- _DIRECTIONS FOR THIS TASK_
Write out again, word for word, the part of the records that opens with the line containing "Can you spot the rear" and closes with the line containing "x=160, y=158", both of those lines included. Leave the pictures out.
·····
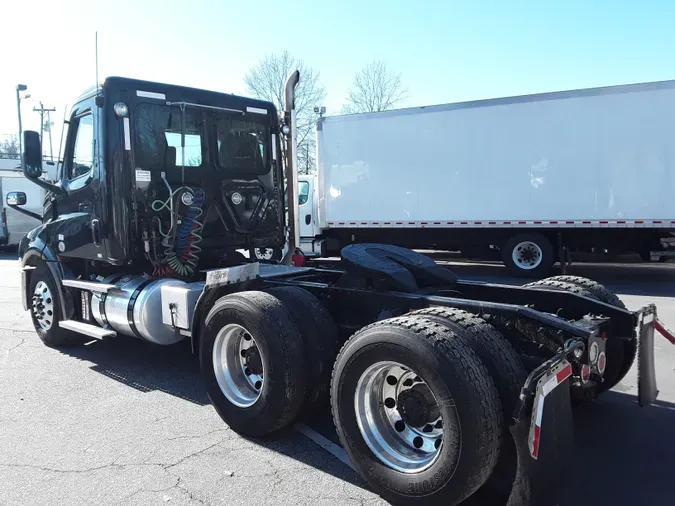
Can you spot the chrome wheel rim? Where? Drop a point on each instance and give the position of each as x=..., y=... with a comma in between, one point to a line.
x=527, y=255
x=43, y=306
x=264, y=253
x=237, y=364
x=399, y=417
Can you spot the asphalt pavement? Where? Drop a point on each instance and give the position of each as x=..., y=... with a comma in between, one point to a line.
x=124, y=422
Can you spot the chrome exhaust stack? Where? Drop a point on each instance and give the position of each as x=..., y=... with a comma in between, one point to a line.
x=289, y=130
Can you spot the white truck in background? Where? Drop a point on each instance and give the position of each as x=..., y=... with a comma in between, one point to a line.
x=533, y=177
x=13, y=224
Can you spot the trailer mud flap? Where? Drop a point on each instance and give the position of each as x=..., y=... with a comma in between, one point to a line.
x=545, y=444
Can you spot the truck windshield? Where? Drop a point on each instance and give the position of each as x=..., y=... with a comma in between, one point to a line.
x=158, y=137
x=242, y=144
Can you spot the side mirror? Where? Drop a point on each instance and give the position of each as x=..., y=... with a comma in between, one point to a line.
x=32, y=155
x=16, y=199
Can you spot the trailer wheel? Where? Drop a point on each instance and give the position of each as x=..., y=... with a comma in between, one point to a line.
x=528, y=255
x=252, y=361
x=499, y=357
x=599, y=291
x=620, y=354
x=416, y=411
x=45, y=312
x=320, y=336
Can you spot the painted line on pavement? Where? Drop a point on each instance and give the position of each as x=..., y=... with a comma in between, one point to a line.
x=324, y=443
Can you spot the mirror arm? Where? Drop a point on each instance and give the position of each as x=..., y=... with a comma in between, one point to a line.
x=54, y=188
x=27, y=213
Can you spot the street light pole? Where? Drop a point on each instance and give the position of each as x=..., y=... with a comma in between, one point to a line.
x=19, y=89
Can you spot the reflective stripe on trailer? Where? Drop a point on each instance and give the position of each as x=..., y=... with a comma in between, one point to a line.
x=505, y=224
x=544, y=387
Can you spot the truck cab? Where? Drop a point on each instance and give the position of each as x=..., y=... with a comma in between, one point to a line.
x=162, y=178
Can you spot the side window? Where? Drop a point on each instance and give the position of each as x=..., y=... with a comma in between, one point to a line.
x=303, y=192
x=83, y=150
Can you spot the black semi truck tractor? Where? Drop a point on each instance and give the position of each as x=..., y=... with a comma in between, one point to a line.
x=443, y=391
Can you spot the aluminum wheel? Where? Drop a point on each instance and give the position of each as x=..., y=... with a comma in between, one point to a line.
x=43, y=305
x=399, y=417
x=238, y=365
x=527, y=255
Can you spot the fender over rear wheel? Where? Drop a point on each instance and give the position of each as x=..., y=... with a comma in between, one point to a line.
x=416, y=411
x=252, y=360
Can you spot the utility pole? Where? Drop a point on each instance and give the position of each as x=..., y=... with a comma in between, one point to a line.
x=49, y=122
x=42, y=112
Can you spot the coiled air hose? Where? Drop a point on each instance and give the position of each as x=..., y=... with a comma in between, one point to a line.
x=185, y=237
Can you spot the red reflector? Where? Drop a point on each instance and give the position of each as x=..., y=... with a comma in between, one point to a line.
x=602, y=362
x=564, y=373
x=664, y=331
x=585, y=373
x=535, y=442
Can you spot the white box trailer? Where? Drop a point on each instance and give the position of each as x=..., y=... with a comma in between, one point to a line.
x=530, y=176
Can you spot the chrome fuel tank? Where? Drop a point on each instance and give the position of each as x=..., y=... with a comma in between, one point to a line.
x=136, y=308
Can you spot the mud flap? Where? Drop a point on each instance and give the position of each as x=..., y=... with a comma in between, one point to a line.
x=541, y=445
x=540, y=480
x=647, y=388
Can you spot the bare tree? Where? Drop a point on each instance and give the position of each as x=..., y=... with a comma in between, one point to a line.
x=9, y=147
x=266, y=81
x=375, y=88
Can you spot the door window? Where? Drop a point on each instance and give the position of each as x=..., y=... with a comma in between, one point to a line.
x=83, y=150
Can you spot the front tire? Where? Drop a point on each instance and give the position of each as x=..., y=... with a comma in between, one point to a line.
x=528, y=255
x=252, y=361
x=45, y=310
x=417, y=412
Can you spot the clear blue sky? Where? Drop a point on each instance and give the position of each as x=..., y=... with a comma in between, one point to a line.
x=446, y=51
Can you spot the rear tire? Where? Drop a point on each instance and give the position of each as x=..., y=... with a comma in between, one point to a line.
x=319, y=334
x=45, y=310
x=528, y=255
x=453, y=372
x=280, y=356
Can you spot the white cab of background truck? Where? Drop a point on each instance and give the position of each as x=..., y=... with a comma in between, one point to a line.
x=14, y=225
x=526, y=177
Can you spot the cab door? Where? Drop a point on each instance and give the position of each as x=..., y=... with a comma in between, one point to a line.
x=77, y=230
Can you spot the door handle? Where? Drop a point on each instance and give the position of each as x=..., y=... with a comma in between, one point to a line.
x=96, y=232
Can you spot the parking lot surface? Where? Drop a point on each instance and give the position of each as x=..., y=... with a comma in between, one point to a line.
x=124, y=422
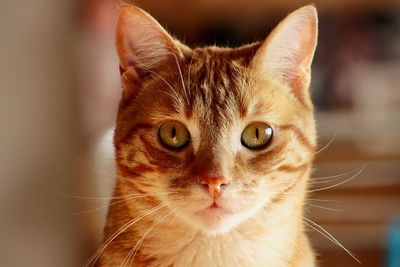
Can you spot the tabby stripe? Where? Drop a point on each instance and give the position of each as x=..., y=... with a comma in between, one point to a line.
x=260, y=161
x=293, y=185
x=292, y=168
x=128, y=134
x=127, y=172
x=160, y=158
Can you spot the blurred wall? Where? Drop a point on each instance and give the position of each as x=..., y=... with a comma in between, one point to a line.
x=38, y=136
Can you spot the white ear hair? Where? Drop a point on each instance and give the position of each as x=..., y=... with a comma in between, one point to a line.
x=141, y=41
x=288, y=51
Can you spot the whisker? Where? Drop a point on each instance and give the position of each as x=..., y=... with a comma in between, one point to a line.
x=328, y=144
x=135, y=249
x=128, y=199
x=322, y=207
x=334, y=176
x=110, y=198
x=319, y=229
x=339, y=184
x=333, y=239
x=92, y=260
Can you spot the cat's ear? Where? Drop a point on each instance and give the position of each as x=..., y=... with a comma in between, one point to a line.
x=142, y=43
x=288, y=51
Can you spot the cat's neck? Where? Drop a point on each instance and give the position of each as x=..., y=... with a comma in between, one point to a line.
x=273, y=237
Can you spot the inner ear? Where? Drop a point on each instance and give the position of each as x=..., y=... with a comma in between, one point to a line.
x=142, y=43
x=288, y=51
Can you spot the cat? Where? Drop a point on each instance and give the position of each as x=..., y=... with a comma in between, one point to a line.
x=214, y=148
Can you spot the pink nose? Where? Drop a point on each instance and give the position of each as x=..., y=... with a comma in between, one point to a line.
x=214, y=185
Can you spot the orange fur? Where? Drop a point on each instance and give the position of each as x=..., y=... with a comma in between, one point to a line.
x=166, y=217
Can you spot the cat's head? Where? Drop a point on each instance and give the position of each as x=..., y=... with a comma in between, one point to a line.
x=215, y=134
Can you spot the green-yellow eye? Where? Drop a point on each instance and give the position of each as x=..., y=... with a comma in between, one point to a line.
x=173, y=134
x=256, y=135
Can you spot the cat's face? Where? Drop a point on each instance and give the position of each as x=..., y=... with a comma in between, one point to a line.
x=214, y=134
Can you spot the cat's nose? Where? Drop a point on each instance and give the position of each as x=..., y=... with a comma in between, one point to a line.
x=214, y=185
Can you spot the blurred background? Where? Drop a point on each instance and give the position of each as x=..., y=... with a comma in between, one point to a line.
x=60, y=89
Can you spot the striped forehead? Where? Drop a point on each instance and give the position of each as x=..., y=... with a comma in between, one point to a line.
x=215, y=86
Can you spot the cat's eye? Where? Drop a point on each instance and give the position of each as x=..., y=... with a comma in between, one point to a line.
x=173, y=134
x=256, y=135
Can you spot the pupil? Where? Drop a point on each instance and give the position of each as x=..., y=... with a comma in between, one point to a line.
x=173, y=133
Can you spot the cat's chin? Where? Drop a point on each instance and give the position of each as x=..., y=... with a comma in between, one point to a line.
x=215, y=221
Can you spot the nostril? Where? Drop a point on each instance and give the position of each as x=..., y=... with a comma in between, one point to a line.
x=205, y=186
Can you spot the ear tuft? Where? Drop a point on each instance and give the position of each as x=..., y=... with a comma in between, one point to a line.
x=141, y=41
x=288, y=51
·····
- _ANSWER TO THE TASK_
Can you spot the rear tire? Where? Drop a point on each instance and give the position of each as x=..., y=... with a comma in between, one point to a line.
x=319, y=334
x=45, y=310
x=528, y=255
x=453, y=372
x=280, y=356
Can you spot the white cab of background truck? Where? Drop a point on each instance and give the position of each as x=..., y=... with a comma in between, one point to a line.
x=14, y=225
x=526, y=177
Can you spot the cab door? Where? Drop a point on each instance and give the position of each as x=..., y=... with a comma in between, one point to a line.
x=77, y=230
Can you spot the door handle? Where? Drop a point on each instance and give the position of each as x=..., y=... with a comma in between, one point to a line.
x=96, y=232
Can you spot the parking lot surface? Where? Drop a point on each instance and give the position of each as x=..., y=... with a comma in between, one point to a line.
x=124, y=422
Can you spot the tabby stripe? Where? Drop a point on each instance and give the position of each as x=..., y=... with a comma in between, one point to a line.
x=260, y=161
x=293, y=185
x=292, y=168
x=128, y=134
x=127, y=172
x=160, y=158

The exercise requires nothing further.